Che sia la tecnologia a prendere il sopravvento su un essere umano completamente passivo o che sia l’uomo a sfruttarne e degenerarne le caratteristiche a suo piacimento, la sensazione generale è quella di un rapporto comunque malato, che costruisce realtà in cui difficilmente qualcuno di noi vorrebbe davvero vivere – arrivando così a stabilire l’essenza ultima della dis-utopia. Guardando Black Mirror ci si potrebbe chiedere se sia possibile parlare di distopie e tecnologia attraverso una lente più leggera. La risposta è: forse sì.
E l’esempio più recente e forse anche di maggiore impatto è Upload.
Upload: il contraltare di Black Mirror?
Apparsa su Amazon Prime Video il 1 maggio del 2020, Upload è stata scritta nientemeno che da Greg Daniels, autore di The Office, dalla quale riprende i toni comedy che rendono Upload così godibile nonostante la macabra premessa.

DATI MOSTRATI:
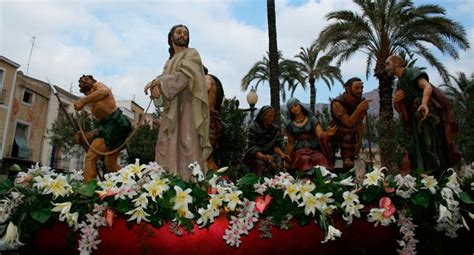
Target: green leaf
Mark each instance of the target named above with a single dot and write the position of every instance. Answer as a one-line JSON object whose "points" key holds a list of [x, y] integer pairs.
{"points": [[422, 198], [124, 205], [466, 198], [370, 193], [88, 189], [248, 179], [41, 212]]}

CONSEGNA 1:
Riscrivi il testo su Upload da "Upload: il contraltare" a "la macabra premessa.", sostituendo "Amazon Prime Video" con "Netflix".
CONSEGNA 2:
Elenca tutti i titoli di opere nominati nel testo su Upload.

RISPOSTA COMPLETA 1:
Upload: il contraltare di Black Mirror?
Apparsa su Netflix il 1 maggio del 2020, Upload è stata scritta nientemeno che da Greg Daniels, autore di The Office, dalla quale riprende i toni comedy che rendono Upload così godibile nonostante la macabra premessa.

RISPOSTA COMPLETA 2:
Black Mirror, Upload, The Office